## [Required task]
Locate each line in the material below that contains the word "bare", and copy those lines out. Case counts.

## [Data to process]

- - -

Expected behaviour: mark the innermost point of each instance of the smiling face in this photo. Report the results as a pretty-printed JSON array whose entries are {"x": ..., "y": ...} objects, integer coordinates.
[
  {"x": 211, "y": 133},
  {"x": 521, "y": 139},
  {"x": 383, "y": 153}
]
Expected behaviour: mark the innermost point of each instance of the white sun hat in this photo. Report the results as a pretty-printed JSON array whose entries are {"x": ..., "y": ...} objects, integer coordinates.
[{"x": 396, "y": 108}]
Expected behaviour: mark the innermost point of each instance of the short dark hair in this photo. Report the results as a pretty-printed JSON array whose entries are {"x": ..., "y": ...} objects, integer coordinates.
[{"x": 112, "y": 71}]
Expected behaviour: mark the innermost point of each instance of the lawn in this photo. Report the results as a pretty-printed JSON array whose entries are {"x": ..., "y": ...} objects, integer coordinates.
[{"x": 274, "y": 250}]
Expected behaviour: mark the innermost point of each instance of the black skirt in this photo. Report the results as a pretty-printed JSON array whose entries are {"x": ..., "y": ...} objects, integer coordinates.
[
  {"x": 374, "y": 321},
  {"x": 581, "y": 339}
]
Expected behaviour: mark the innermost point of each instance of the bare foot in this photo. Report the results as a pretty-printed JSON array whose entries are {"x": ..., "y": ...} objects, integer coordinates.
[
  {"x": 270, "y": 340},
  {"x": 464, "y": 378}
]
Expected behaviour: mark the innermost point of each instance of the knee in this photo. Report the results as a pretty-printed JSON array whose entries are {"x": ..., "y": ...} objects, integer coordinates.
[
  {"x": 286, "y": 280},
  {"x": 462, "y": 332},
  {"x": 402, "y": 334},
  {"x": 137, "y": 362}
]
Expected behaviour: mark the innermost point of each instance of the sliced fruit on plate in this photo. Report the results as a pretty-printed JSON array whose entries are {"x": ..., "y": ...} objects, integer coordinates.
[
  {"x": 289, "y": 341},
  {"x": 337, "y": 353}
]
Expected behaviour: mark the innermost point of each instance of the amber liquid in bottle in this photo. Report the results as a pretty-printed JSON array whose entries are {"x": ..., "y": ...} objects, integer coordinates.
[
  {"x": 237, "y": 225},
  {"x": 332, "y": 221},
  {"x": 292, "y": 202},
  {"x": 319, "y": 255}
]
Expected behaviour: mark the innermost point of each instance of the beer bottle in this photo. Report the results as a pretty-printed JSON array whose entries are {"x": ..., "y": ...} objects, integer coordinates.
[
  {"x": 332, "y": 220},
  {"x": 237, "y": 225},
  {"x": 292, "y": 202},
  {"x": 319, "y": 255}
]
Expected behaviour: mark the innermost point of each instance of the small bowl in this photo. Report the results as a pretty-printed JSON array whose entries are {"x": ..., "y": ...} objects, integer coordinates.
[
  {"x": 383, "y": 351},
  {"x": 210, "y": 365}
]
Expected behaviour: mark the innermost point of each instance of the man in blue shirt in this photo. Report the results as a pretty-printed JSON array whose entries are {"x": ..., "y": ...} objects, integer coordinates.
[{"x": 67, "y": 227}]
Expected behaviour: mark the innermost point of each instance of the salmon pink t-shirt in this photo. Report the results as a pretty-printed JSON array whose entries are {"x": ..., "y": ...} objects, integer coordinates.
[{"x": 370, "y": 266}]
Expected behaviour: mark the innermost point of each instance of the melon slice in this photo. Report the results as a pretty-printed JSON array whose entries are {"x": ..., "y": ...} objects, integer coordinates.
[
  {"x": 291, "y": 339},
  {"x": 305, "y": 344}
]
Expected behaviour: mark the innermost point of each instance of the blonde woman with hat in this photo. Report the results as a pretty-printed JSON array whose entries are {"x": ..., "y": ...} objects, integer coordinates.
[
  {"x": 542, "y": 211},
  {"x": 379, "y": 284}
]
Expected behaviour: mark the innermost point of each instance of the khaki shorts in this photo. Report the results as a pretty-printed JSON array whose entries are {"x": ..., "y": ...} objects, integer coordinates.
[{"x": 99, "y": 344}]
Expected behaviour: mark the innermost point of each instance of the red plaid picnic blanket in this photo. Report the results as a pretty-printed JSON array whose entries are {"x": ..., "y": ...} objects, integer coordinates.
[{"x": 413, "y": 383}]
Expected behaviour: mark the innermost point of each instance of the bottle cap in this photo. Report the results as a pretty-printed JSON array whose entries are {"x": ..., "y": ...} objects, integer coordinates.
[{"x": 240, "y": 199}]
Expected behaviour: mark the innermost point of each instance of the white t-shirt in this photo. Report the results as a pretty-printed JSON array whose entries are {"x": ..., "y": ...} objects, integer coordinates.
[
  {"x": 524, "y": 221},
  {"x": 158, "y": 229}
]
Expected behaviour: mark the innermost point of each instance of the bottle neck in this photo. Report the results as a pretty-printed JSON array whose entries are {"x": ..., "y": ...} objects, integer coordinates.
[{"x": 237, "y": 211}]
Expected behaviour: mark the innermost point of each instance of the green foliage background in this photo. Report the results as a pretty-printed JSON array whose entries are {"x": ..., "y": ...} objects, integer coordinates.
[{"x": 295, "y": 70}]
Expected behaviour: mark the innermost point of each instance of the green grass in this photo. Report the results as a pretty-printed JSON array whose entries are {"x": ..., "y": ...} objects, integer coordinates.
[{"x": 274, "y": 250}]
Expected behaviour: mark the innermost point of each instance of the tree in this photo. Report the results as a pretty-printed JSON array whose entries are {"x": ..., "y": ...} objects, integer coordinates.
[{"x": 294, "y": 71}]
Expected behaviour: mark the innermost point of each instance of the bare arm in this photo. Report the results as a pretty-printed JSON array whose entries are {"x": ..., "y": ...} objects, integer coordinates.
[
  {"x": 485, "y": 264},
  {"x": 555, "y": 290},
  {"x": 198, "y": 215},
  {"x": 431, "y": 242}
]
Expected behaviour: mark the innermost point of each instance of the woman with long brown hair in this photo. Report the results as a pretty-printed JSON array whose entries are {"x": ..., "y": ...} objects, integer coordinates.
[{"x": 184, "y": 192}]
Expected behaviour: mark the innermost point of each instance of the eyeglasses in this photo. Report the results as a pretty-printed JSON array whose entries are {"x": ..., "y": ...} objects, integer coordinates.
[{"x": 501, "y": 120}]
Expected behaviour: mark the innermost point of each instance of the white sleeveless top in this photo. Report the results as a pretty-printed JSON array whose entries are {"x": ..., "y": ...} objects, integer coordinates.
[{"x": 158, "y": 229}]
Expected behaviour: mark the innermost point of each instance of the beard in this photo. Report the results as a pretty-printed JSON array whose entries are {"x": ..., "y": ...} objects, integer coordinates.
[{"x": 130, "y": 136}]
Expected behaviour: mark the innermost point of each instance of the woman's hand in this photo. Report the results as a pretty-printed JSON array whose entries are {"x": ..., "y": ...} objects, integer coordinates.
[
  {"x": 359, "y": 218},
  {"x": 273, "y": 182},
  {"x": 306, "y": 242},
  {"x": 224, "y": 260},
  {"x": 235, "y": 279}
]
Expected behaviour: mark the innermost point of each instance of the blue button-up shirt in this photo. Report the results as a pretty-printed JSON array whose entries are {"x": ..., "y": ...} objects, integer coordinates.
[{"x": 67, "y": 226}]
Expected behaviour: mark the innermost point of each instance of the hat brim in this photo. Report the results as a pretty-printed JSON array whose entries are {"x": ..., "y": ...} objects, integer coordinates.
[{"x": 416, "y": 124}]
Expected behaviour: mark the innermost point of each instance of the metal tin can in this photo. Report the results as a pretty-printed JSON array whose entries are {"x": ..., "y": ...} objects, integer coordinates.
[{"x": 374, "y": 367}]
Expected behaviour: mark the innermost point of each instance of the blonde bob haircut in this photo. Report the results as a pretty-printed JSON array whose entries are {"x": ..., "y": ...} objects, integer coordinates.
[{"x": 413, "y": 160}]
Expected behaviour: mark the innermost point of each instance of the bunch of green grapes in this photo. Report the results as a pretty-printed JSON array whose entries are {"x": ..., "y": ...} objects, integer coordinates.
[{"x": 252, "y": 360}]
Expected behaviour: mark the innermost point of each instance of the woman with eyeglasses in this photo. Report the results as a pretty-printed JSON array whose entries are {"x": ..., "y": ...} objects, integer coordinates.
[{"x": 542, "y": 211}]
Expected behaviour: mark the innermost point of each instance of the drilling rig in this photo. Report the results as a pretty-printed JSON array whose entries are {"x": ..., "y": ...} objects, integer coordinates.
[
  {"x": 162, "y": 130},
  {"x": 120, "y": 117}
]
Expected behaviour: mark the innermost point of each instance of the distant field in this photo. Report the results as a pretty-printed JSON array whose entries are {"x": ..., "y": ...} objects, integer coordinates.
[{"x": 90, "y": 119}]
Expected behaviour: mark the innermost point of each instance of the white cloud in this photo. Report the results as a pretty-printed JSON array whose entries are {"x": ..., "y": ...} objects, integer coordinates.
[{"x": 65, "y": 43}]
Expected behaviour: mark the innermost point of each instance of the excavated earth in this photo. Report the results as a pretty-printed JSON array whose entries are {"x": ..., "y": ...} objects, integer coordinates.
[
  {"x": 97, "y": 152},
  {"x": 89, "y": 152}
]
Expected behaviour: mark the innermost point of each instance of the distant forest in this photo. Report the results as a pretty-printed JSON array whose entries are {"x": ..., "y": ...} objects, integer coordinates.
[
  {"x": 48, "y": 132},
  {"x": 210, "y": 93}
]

- - -

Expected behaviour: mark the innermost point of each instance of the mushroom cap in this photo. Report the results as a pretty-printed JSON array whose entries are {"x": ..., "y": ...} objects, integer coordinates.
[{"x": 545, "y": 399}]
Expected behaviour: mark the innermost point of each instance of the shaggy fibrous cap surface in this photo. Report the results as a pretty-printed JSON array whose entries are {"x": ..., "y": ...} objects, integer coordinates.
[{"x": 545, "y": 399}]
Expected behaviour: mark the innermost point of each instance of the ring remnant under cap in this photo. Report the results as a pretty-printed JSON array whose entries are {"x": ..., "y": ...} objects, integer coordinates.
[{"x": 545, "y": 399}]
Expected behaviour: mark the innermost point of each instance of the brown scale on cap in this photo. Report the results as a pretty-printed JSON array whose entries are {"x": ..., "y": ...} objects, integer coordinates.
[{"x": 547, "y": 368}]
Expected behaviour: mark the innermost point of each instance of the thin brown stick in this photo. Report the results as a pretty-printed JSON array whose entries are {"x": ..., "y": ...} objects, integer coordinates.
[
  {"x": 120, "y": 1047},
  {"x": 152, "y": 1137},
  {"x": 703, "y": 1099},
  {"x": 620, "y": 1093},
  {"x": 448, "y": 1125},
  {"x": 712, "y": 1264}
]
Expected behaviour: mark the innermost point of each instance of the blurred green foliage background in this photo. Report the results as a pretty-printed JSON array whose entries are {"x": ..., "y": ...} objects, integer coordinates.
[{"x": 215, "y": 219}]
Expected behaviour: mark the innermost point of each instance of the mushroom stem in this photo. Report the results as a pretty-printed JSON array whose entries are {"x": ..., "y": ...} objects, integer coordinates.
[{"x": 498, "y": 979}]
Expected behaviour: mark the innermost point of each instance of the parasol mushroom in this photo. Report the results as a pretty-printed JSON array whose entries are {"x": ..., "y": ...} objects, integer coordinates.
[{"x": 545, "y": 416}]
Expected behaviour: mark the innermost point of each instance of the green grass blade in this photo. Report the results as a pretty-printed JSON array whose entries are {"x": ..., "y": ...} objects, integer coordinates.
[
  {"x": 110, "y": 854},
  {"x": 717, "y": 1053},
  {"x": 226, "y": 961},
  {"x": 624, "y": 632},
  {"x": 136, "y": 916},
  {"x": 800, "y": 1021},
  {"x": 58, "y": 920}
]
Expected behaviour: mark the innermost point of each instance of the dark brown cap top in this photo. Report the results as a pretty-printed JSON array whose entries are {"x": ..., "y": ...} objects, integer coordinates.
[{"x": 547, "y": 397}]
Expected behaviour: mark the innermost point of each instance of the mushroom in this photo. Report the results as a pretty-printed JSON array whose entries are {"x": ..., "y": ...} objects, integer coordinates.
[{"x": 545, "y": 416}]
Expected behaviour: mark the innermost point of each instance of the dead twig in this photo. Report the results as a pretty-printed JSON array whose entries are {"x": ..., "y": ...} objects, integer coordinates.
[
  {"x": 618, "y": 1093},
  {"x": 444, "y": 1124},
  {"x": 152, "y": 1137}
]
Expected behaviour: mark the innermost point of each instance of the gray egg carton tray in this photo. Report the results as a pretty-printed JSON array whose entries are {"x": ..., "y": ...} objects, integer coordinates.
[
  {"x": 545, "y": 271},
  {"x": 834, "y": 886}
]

- - -

## [Final result]
Expected behaviour: mark the innermost point of each instance of the bare foot in this photo. Report the results as a pretty-printed JSON array whose entries are {"x": ..., "y": ...} objects, integer coordinates.
Expected behaviour: mark the innermost point of each instance of the bare arm in this photo. Report the results as a pretty-printed JSON array whose entries are {"x": ..., "y": ...} objects, integer coordinates.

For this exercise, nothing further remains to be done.